Problem 1 →
In the excerpt about renaming LOCUS entries, list the all-caps field names that start lines in the first entry (locus ABC_123), in order of appearance.
Problem 2 →
Summarize the excerpt about renaming LOCUS entries in two sentences.
Problem 3 →
From the excerpt about renaming LOCUS entries, write out everything from "ACCESSION XY123050" down to "(bases 1 to 764)".

LOCUS ABC_123 923 bp DNA linear ENV 20-MAY-2007
DEFINITION Uncultured bacterium clone P4T_321 16S ribosomal RNA gene, partial sequence.
ACCESSION XYZ123051
VERSION EF552051.1 GI:146575907
KEYWORDS ENV.
SOURCE uncultured bacterium
ORGANISM uncultured bacterium
Bacteria; environmental samples.
1 gctttgcaag tcgggtgttg aaatccccag gcttaacctg ggaactgcat tcgagactgc
61 attgctagag tatgggagag ggaagtggaa tttcaggtgt agcggtgaaa tgcgtagata
121 tctgaaggaa catcagtggc gaaagcgact tcctgggcca atactgacgc tcatgtgcga
181 aggcgtgggg agcaaacagg attagatacc ctggtagtcc acgccataaa cgatgagaac
241 tggatgtcgg gagggtctgc ctctcggtgt cgtagctaac gcgttaagtt ctccgcctgg
(...)

LOCUS XYZ_345 764 bp DNA linear ENV 20-MAY-2007
DEFINITION Uncultured bacterium clone P4T_200 16S ribosomal RNA gene, partial sequence.
ACCESSION XY123050
VERSION XY12350.1 GI:146575906
KEYWORDS ENV.
SOURCE uncultured bacterium
ORGANISM uncultured bacterium
Bacteria; environmental samples.
REFERENCE 1 (bases 1 to 764)
(...)


What he needed was to replace the word after LOCUS with the word in the following line after clone (the name of a bactrium probably), and that for every occurrence of the patterns in the file. For example the first line would change in:

LOCUS P4T_321 923 bp DNA linear ENV 20-MAY-2007
DEFINITION Uncultured bacterium clone P4T_321 16S ribosomal RNA gene, partial


The idea is to find all the lines where "LOCUS" appers, and write their numbers in a file. These numbers will be used by awk and sed to substitute the fileds. This substitution is done in a for loop. Here first the corrected line is written to stout (sed -n '...s/.../p'). Then the lines down to the next line with "LOCUS" are printed. The last occurrence of the pattern "LOCUS" gave problem, so I had to insert the variable m (the number of line with "LOCUS") and compare it to the length of the input file.

(Saved entries)
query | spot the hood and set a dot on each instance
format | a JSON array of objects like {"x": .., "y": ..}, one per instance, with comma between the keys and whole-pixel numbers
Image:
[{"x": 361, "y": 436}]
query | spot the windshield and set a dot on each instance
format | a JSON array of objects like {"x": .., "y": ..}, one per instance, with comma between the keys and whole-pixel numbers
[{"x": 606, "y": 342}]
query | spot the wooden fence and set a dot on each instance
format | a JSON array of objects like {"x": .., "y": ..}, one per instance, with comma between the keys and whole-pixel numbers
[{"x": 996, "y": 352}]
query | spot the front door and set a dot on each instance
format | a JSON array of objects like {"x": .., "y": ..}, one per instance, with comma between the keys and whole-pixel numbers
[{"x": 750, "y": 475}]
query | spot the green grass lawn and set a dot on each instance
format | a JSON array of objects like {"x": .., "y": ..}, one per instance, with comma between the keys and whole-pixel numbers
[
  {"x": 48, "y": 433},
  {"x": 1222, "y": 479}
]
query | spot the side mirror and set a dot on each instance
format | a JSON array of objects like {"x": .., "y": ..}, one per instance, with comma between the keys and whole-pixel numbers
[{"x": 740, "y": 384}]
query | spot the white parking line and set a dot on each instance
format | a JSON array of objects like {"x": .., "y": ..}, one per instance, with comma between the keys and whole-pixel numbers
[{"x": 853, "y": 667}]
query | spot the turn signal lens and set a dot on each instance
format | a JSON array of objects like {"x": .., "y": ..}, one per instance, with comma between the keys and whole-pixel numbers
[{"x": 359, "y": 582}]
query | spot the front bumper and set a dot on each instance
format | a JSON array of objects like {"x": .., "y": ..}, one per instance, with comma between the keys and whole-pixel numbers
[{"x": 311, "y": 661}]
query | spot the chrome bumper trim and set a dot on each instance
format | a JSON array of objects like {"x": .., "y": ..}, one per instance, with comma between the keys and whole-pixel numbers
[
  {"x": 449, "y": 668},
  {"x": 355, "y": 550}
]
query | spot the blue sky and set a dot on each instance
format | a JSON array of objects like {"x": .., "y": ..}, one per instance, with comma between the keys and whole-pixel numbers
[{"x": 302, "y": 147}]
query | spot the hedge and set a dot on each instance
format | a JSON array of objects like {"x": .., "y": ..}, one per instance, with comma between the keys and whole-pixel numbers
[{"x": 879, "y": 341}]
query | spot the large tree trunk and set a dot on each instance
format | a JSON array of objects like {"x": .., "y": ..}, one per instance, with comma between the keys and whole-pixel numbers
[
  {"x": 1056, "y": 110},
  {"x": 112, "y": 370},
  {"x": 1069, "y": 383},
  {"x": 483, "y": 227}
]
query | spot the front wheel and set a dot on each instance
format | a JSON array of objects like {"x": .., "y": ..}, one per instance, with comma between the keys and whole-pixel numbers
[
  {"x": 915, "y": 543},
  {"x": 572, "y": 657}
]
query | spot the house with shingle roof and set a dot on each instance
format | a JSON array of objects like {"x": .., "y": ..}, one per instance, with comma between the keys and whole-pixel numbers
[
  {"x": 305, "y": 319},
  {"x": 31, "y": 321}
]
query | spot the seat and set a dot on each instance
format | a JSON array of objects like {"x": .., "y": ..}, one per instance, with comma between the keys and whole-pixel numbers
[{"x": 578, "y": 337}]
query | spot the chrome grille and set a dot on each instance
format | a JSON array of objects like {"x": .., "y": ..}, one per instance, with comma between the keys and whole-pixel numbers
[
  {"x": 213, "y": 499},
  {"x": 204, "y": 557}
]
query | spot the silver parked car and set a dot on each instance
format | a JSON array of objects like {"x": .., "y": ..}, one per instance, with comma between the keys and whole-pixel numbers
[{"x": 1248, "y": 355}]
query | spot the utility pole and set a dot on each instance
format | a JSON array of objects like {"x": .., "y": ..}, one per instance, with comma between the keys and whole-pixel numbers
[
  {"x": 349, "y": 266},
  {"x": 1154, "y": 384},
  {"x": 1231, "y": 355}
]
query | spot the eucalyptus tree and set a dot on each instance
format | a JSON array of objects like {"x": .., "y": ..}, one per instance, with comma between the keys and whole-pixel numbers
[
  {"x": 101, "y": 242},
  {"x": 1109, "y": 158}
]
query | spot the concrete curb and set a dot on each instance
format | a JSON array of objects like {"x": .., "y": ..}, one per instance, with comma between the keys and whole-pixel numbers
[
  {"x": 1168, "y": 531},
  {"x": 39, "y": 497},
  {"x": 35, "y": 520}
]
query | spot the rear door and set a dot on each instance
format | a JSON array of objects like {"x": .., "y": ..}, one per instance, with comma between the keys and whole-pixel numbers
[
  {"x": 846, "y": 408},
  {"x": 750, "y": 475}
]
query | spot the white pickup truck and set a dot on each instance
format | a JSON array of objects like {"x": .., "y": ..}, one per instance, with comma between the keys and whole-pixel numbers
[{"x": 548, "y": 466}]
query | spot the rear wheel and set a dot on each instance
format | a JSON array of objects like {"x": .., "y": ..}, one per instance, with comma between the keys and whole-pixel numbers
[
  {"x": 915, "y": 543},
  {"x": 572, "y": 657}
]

Result 1 →
LOCUS, DEFINITION, ACCESSION, VERSION, KEYWORDS, SOURCE, ORGANISM

Result 2 →
The goal was to replace the word after LOCUS in each record with the clone name from the following DEFINITION line, for every occurrence in the file. The approach writes the numbers of the lines containing "LOCUS" to a file and uses awk and sed in a for loop to make the substitution, with a variable m added to handle the last occurrence by comparing it to the length of the input file.

Result 3 →
ACCESSION XY123050
VERSION XY12350.1 GI:146575906
KEYWORDS ENV.
SOURCE uncultured bacterium
ORGANISM uncultured bacterium
Bacteria; environmental samples.
REFERENCE 1 (bases 1 to 764)